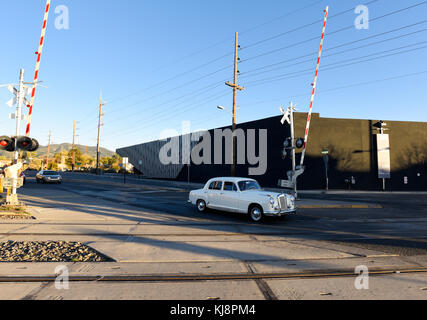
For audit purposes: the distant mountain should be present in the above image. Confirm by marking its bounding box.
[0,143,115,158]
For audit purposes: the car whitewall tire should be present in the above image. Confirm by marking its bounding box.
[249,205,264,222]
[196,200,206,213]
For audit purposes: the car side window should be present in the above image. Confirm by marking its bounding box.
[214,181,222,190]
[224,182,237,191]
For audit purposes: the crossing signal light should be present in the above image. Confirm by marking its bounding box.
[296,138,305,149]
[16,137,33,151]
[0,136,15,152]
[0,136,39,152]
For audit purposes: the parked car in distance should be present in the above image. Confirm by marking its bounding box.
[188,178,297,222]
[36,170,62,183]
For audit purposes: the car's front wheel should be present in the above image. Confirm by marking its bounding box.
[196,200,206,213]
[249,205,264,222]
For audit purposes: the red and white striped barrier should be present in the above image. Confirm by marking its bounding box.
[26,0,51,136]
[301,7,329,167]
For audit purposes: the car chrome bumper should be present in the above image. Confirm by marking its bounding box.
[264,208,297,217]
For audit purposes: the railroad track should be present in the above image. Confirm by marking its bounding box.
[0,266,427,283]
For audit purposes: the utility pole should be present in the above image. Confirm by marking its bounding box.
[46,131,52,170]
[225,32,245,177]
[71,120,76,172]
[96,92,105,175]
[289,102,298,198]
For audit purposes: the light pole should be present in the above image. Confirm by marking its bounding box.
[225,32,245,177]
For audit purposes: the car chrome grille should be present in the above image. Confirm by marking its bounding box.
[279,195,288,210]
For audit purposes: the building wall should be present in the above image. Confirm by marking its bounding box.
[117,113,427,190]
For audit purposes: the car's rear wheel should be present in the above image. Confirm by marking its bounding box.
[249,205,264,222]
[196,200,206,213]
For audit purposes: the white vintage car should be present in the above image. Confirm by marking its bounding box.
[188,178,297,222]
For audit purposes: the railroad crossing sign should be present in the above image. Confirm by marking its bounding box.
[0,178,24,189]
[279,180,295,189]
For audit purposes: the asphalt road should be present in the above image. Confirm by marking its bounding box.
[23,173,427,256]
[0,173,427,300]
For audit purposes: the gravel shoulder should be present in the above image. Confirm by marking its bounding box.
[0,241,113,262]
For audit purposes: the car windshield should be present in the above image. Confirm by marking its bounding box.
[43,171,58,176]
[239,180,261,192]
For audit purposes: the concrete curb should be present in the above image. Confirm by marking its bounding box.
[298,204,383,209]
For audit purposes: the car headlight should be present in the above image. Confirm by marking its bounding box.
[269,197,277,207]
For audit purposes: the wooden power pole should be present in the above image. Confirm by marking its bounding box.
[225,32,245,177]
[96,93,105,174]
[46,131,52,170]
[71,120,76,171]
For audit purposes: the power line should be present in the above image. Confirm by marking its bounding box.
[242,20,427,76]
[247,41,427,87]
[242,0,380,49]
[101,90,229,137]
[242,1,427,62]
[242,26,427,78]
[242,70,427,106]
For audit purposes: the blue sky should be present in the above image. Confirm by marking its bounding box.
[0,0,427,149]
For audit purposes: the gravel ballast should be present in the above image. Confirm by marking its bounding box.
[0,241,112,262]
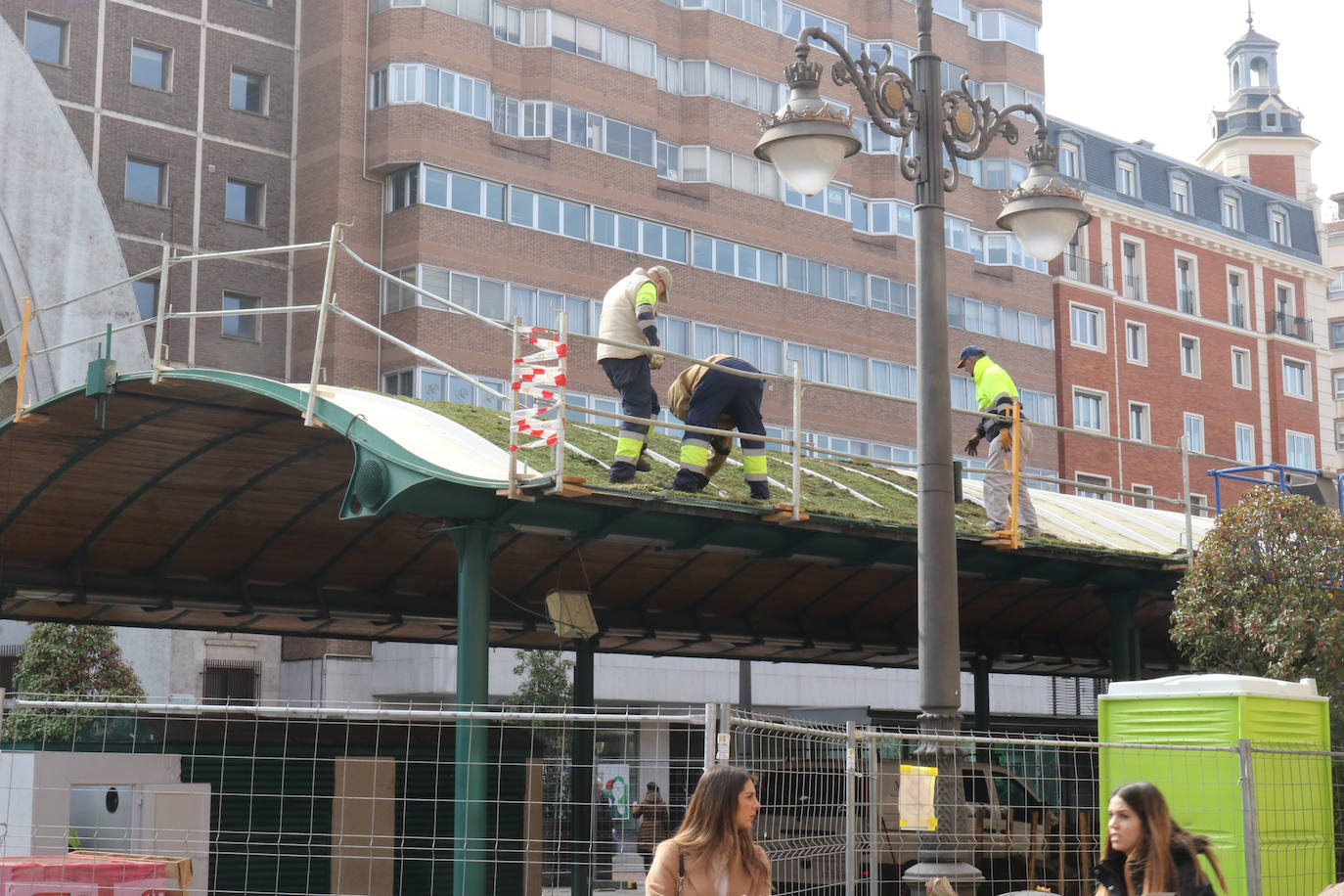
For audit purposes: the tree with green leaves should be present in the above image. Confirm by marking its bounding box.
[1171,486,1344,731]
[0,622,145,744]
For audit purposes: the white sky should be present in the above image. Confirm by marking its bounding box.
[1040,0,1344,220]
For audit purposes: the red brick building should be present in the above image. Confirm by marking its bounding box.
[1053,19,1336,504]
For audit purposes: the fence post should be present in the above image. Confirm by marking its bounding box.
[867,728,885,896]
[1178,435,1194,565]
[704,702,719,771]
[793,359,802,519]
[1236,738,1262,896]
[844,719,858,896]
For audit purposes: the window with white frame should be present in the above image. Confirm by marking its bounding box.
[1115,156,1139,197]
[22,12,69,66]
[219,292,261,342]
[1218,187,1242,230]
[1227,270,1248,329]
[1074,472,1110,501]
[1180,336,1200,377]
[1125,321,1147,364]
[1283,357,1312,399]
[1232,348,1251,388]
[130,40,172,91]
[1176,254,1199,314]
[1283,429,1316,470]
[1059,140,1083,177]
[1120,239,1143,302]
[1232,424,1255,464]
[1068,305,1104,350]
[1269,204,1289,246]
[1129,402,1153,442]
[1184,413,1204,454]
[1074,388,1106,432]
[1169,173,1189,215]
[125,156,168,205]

== WHAT THIS TASK INVOLVES ==
Copy all of the entries above word for word, omitting the pictures.

== EXERCISE RESULT ==
For audit purposes: the distant mountain should be present in the above image. Confirm by marking its bounding box.
[0,143,115,158]
For audit purposes: the car whitewall tire should be present in the above image. Confirm by marking its bounding box.
[249,205,264,222]
[196,200,206,213]
For audit purposes: the car side window should be present in the above image. Confirm by marking its bounding box.
[214,181,222,190]
[224,182,237,191]
For audit purposes: the crossing signal light should be present in the above image. Confirm by marking its bounding box.
[296,138,305,149]
[16,137,33,151]
[0,136,15,152]
[0,136,39,152]
For audit purposes: the parked car in distance should be present in the above image. Confirm by marking its bounding box.
[188,178,297,222]
[36,170,62,183]
For audit purposes: the car's front wheel should be present in the above image. Confirm by marking its bounding box.
[196,200,206,213]
[249,205,264,222]
For audit purposes: the red and white striped barrier should be present in the above image. Confirm by marking its bounding box.
[26,0,51,136]
[301,7,329,167]
For audit purposes: the car chrome bumper should be present in the above image. Confirm by marking its bounding box.
[264,208,297,217]
For audit purposes: the railroad track should be present in the above image. Confirm by marking its bounding box.
[0,266,427,283]
For audit purposes: the utility pole should be present in the above image. Confirm by marking its bounding box.
[46,131,52,170]
[225,32,245,177]
[71,120,76,172]
[96,92,105,175]
[289,102,298,198]
For audit purposes: the light pole should be present in the above image. Confirm by marking its bounding box.
[225,32,245,177]
For audit purposes: the car chrome grille should be present in the above image. Confirm by marking its bounding box.
[279,195,288,210]
For audit purposes: the building wall should be present in the above image. Confirm by marking its bounding box.
[117,113,427,190]
For audit purposes: the car's rear wheel should be present in the above image. Confirm by marking its bounding box.
[249,205,264,222]
[196,200,206,213]
For audit purposes: the white vintage car should be present in the above image. Confirm by marking its bounding box.
[188,178,297,222]
For audit purposes: the railroad crossing sign should be present in the above image. Confirm by marking its bounding box.
[0,178,24,189]
[279,180,295,189]
For audit purposes: the asphalt road should be present in the above image. Confirm by marking its bounding box.
[23,173,427,256]
[0,173,427,300]
For audit purposes: the gravel shoulder should be present in the above image. Confirm by marking its bounding box.
[0,241,113,262]
For audit purposes: the car windshield should be present in the above image. Confirm by marking its bounding box.
[43,171,58,176]
[239,180,261,192]
For audit purposes: the concrete curb should be present in the above image. Confirm by marking its bounding box.
[298,204,383,209]
For audit purposes: the car headlight should be present in the above image. Confirm by marking its bounding box.
[269,197,277,207]
For audit purposes: the wooden power pole should be present in the above image. Confirm by marking its bounding box.
[225,32,245,177]
[96,93,105,174]
[46,131,52,170]
[71,120,76,171]
For audit purposes: the power line should be present in the above image. Confirm by marking its bounding box.
[242,20,427,76]
[247,41,427,87]
[242,0,380,49]
[101,90,229,137]
[242,1,427,62]
[242,26,427,78]
[242,70,427,106]
For audit purposes: the blue sky should be present in the above image. Confirm by marking its bounding box.
[0,0,427,149]
For audit purposes: the gravel ballast should be present in the above image. Confirm by marking its bounding box.
[0,241,112,262]
For audit purposes: the tree with green leaves should be present in the above image. Confirm by marking its bounding box.
[1171,486,1344,731]
[0,622,145,744]
For audit purposes: the white sky should be present in the above image. Confirm by marking its bounding box.
[1040,0,1344,220]
For audit purposes: the red brick building should be present in the above image. Confirm by marking its bounding box.
[1053,19,1336,504]
For audit purposes: the fence post should be present in the above image. Confirm by marking its bounding box.
[867,728,885,896]
[1178,435,1194,565]
[704,702,719,771]
[793,359,802,519]
[1236,738,1262,896]
[844,719,858,896]
For audit purposes: the window with white frame should be present in the above image. Confirm by marking its bounding box.
[1115,156,1139,197]
[22,12,69,66]
[219,292,261,342]
[1218,187,1242,230]
[1227,270,1248,329]
[1074,472,1110,501]
[1180,336,1200,377]
[1125,321,1147,364]
[1283,357,1312,399]
[1232,348,1251,388]
[130,40,172,91]
[1176,254,1199,314]
[1283,429,1316,470]
[1059,140,1083,177]
[1120,239,1143,302]
[1232,424,1255,464]
[1068,305,1104,350]
[1269,204,1289,246]
[1129,402,1153,442]
[1184,413,1204,454]
[1074,388,1106,432]
[1169,173,1189,215]
[125,156,168,205]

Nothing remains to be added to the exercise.